▶ **Aim**
Count the lines in the listing below that contain the string "wheel", and give only the number.

▶ **Entries shown**
============================================================

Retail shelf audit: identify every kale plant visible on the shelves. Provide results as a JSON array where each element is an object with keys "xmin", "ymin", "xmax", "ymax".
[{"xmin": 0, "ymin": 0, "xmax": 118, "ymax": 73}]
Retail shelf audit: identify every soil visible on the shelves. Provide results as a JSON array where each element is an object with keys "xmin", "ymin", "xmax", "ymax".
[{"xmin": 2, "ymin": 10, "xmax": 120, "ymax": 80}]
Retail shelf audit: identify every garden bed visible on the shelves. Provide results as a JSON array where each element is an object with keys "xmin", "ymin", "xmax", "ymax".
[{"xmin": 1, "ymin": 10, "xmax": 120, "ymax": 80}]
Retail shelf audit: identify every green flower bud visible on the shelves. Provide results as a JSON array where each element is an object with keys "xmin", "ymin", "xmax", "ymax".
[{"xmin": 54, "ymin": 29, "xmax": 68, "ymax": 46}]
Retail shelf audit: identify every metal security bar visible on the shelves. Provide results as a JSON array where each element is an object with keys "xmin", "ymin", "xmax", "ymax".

============================================================

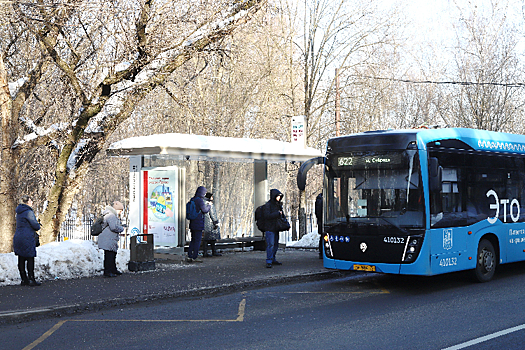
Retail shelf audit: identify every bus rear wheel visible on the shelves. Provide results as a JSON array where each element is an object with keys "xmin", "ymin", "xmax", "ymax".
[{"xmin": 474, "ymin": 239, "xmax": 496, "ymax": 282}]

============================================================

▶ **Task response**
1